*GIVEN PROBLEM*: Copy the records below word for word, starting at the line that contains "Target — crushed front bumper." and ending at the line that contains "(1185, 241)", both of those lines included.

*MATERIAL PROVIDED*:
((
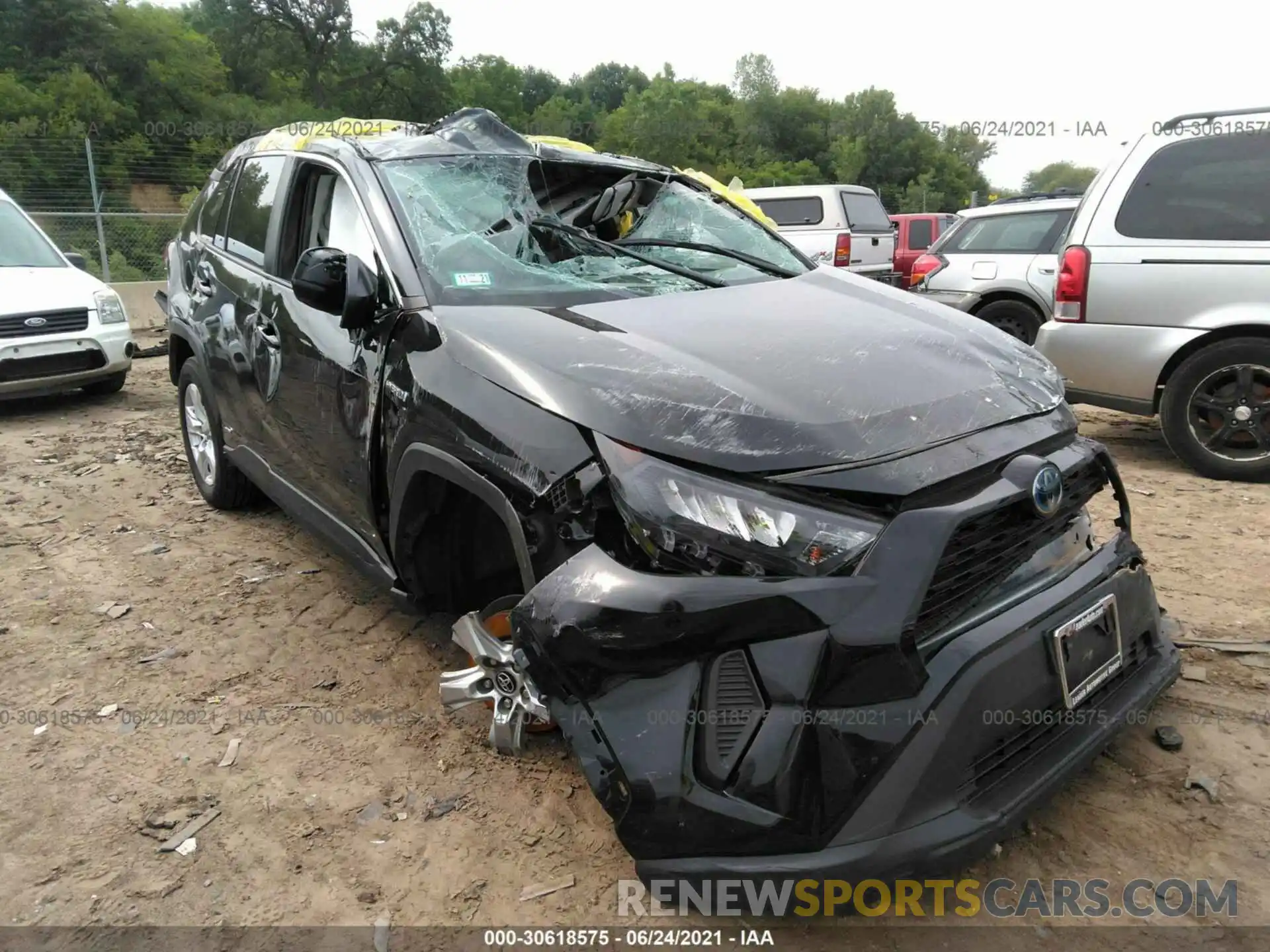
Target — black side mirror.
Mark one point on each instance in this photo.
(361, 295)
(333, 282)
))
((
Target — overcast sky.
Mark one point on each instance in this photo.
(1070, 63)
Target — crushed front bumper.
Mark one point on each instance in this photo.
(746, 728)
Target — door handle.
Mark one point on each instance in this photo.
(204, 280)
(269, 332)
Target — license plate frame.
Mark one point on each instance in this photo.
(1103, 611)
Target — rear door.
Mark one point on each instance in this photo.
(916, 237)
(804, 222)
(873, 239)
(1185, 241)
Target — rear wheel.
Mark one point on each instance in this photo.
))
((
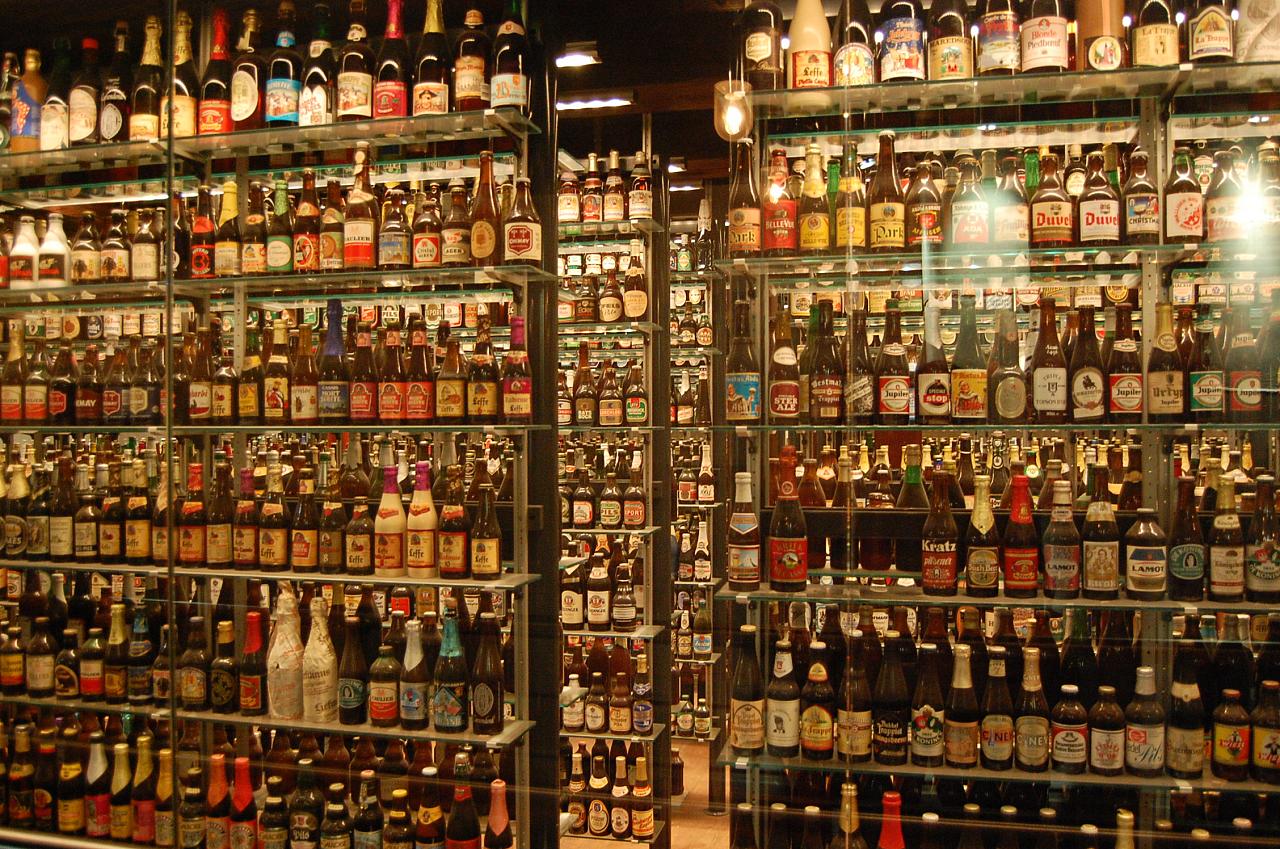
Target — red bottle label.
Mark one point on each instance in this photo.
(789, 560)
))
*SOLUTION TO THIS PROBLEM*:
Target — crushed front bumper.
Mark one point on each instance in this photo.
(746, 728)
Target — door handle.
Mark one point on each instance in this photo.
(204, 280)
(269, 332)
Target — license plate frame.
Mark one point on each instance in this photo.
(1103, 611)
Target — rear door.
Mark one point on each instance in this photo.
(916, 237)
(804, 222)
(873, 239)
(1185, 241)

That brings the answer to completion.